→ **GIVEN EXERCISE 1**
Please select every line in the entries that contains the word "wooden", treating uppercase and lowercase as different.

→ **DOCUMENT PASSAGE**
——————————

CitizenCOP is a mobile application, developed by the INFOCRATS Web Solutions Pvt. Ltd. and published in October 2012 as freeware. It is developed with the concept to leverage growing use of smart phones for safety of citizens and promote a crime free environment by encouraging voluntary anonymous crime reporting.
CitizenCOP app is currently operating in co-ordination of police departments of Bhopal, Indore, Jhansi, Raipur, Noida, Bengaluru and Navi Mumbai. In Raipur, Chief Minister Dr. Raman Singh presided over the launch of CitizenCOP app. For cities where CitizenCOP does not have police association, lite version of the application is working.

On 7 March 2016, full version of CitizenCOP was launched in co-ordination of police department of Noida, India. On the occasion of International Women's Day on 8 March 2016, CitizenCOP was launched in Varanasi in co-ordination with the police administration of the city.

Features 
CitizenCOP has been bundled with several personal safety and convenience features like /Incident Reporting, SOS Help, Towed Vehicle Search, News and Notifications, GEO Fencing, Police Phone Directory, Report Lost Article, My Safe Zone,  etc.

Report an Incident 
This feature is the key feature of the app. It gives each citizen a power to anonymously report crime to police. One needs to go to this option on the menu screen where he can upload images or videos of any incident he is witnessing as an evidence.

Help Me (SOS) 
This function lets the user send a SOS message for instant Help in emergency situations. The user needs to save up to four trusted contacts, who can be alerted through a SOS message sent via the App in case of emergency. On clicking 'Help Me' button, the application sends an auto generated message along with the real-time GEO location of the user. It also reports the same information to police control room to help them initiate quick action.

——————————

→ **Records from a dataset**
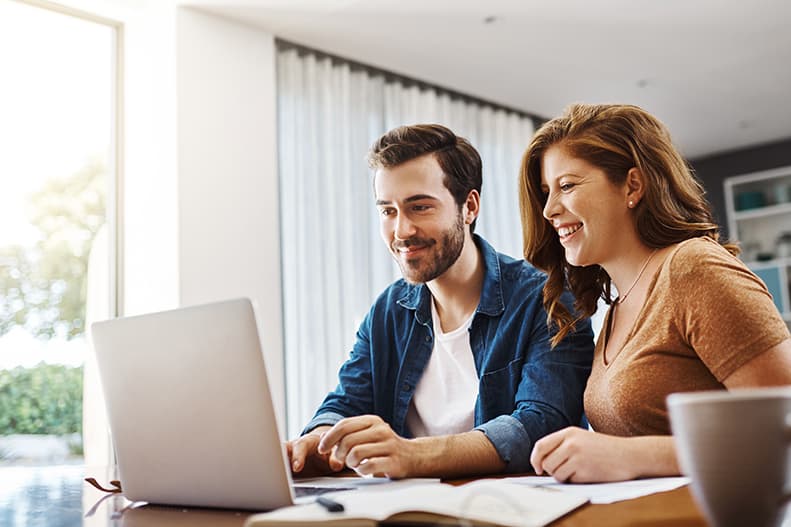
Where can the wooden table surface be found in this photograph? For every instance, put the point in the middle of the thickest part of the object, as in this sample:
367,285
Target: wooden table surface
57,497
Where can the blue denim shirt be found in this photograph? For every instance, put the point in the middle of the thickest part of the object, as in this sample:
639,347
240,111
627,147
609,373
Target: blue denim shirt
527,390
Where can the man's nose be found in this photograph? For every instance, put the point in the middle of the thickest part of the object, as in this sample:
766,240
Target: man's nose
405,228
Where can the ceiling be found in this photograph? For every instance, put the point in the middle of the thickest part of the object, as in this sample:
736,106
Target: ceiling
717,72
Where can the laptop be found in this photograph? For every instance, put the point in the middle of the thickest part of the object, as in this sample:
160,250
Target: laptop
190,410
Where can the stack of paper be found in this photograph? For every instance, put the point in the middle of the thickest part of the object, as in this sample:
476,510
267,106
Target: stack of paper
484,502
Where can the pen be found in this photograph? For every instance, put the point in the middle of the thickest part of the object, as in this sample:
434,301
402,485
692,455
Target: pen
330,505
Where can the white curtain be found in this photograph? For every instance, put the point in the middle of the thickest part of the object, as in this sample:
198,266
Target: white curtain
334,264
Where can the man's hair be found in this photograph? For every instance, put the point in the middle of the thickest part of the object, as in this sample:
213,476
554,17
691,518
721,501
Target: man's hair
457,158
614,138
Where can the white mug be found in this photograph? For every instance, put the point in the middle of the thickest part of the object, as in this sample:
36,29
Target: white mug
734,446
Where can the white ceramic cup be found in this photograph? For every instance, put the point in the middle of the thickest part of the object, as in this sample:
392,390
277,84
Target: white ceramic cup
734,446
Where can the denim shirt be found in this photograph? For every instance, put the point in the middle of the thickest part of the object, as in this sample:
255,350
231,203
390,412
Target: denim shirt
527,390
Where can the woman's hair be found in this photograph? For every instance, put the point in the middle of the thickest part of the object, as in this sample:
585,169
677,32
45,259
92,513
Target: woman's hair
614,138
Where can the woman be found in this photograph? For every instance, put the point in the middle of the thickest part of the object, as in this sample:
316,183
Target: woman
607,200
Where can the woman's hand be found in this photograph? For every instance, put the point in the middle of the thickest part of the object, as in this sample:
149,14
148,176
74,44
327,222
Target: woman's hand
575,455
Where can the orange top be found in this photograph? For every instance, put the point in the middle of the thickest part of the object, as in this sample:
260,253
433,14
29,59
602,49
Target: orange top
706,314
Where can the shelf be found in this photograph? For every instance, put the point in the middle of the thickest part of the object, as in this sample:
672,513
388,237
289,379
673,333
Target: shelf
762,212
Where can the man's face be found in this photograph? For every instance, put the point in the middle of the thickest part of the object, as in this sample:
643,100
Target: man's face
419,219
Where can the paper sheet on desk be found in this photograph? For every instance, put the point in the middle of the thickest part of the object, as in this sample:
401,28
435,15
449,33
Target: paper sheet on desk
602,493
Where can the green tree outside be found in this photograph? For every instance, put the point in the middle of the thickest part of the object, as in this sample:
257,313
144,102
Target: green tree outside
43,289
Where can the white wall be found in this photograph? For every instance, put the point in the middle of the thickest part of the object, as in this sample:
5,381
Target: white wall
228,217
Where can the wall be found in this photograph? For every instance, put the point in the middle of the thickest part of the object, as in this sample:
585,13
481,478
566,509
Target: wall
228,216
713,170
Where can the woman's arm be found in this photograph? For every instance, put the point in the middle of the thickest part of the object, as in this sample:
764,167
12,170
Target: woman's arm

——————————

→ **GIVEN EXERCISE 2**
Which cities does the CitizenCOP passage name right after the words "police departments of"? List them all.

→ **WRITTEN REPLY 1**
Where can the wooden table surface be found in this photograph? For every instance, put the point in the middle of the thickest part of the object, as in this sample:
Target: wooden table surface

→ **WRITTEN REPLY 2**
Bhopal
Indore
Jhansi
Raipur
Noida
Bengaluru
Navi Mumbai